## Makale
= = =

Doğu Akdeniz denkleminin önemli  bir parçası olan Kıbrıs,  aynı zamanda Türkiye için uluslararası ilişkiler  konularında da kritik bir bölge olarak değerlendirilir. Müdahaleye açık bir konumda bulunması ve  enerji kaynaklarına giden yolda konumlanacak dengeler ilişkisi  ve özellikle “Mavi Vatan” açısından da tüm detayları ile ele alınması gereken  bir bölge. Çözüm bekleyen Kıbrıs, bu zamana kadar fazlaca sayıda müzakerelere, anlaşmalara hatta harekâtların ana konusu haline geldi. Tatmin edici bir sonuca varılmamakla birlikte, adanın büyük bir kısmına hatta tamamına sahip olmak isteyen Rumlar ve destekçileri tarafından çözüme uzak bir problem olarak varlığını sürdürmeye devam ediyor. Öyle ki bu durumdan rahatsız  Kuzey Kıbrıs Türk Cumhuriyeti (KKTC) Türkleri de düğümleşmiş ilişkiler gerilimini yansıtan görüşlere sahip ve kendi gelecekleri adına kararsız bir tutum içine girmiş haldeler.

KKTC geçtiğimiz pazar günü, 8’inci Cumhurbaşkanını seçmek için sandık başına gitti. Türkiye, Kıbrıs Türkleri ve geleceği için önemli ve kritik bir seçimdi. Avrupa başta olmak üzere bütün dünyanın da takip ettiği seçimde 4 partili aday ve 7 bağımsız aday olmak üzere 11 aday yarıştı. Sonuçlara göre seçimler ikinci tura kaldı. Yüzde 32,45 oranında oy alan Ersin Tatar ile yüzde 29,76 ile ikinci sıraya yerleşen Mustafa Akıncı, 18 Ekim'de yapılacak ikinci tur seçimlerde Cumhurbaşkanlığı için tekrar yarışacak.

Diğer yandan 1974 Barış Harekâtı sonrası askeri bölge ilan edilen ve Birleşmiş Milletler (BM) Güvenlik Konseyi’nin aldığı karar uyarınca hem yerleşime hem de iskâna kapatılan Kapalı Maraş  seçim öncesi Başbakan Ersin Tatar’ın halkın kullanıma açma müjdesi ile yeniden gündeme gelmişti. Zamanlama bakımından dikkat çeken karar, Cumhurbaşkanı Mustafa Akıncı'nın aksi görüş ve düşüncelerinin yer aldığı konuşması ile gündemde daha çok yankı uyandırdı. Seçim öncesi beş günlük siyasi demeç verilmesinin yasak olduğu KKTC’de bu açıklamanın Türkiye’de Ersin Tatar tarafından yapılması yasak ihlali ve Türkiye’nin seçimlere müdahalesi olarak değerlendirildi.

Kapalı Maraş’ın 46 yıl sonra tekrar açılması ne anlama geliyor?

= = =

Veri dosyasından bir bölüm
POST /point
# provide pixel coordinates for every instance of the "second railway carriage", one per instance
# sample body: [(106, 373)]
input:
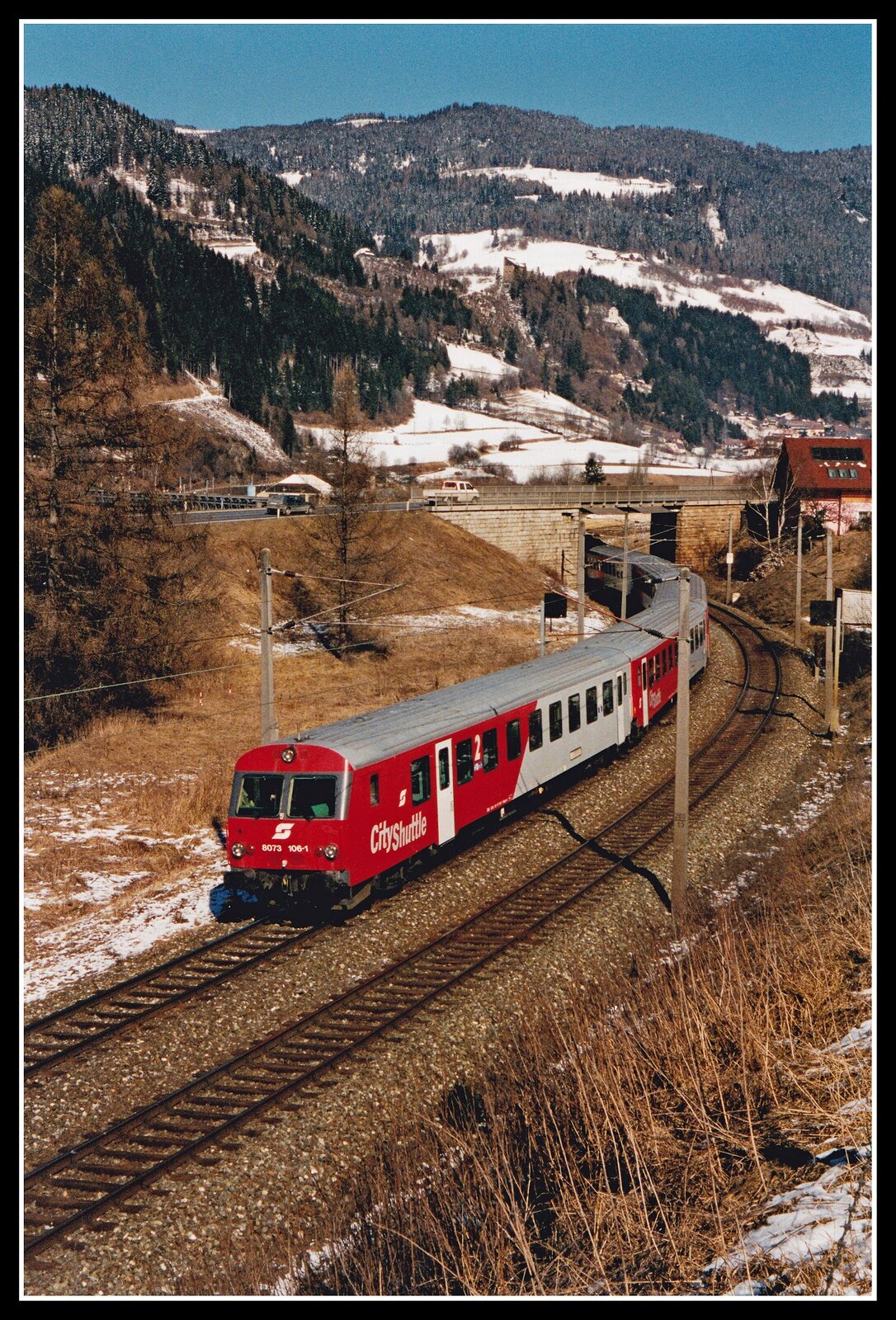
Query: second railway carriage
[(356, 803)]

= = =

## Yapılacaklar
a: Makaleye göre Ersin Tatar'ın Kapalı Maraş açıklaması neden yasak ihlali sayıldı? Bir ila üç cümleyle açıklayın.
b: Kayıtların tamamını satır satır, hiçbir değişiklik yapmadan kopyalayın. Resimleri cevaba almayın.

## Görev Görev Çözümler
a: KKTC'de seçimden önceki beş gün boyunca siyasi demeç vermek yasaktı. Tatar bu açıklamayı o süre içinde Türkiye'de yaptı. Bu yüzden açıklama hem yasak ihlali hem de Türkiye'nin seçimlere müdahalesi olarak değerlendirildi.

b:
POST /point
# provide pixel coordinates for every instance of the "second railway carriage", one per instance
# sample body: [(106, 373)]
input:
Query: second railway carriage
[(356, 803)]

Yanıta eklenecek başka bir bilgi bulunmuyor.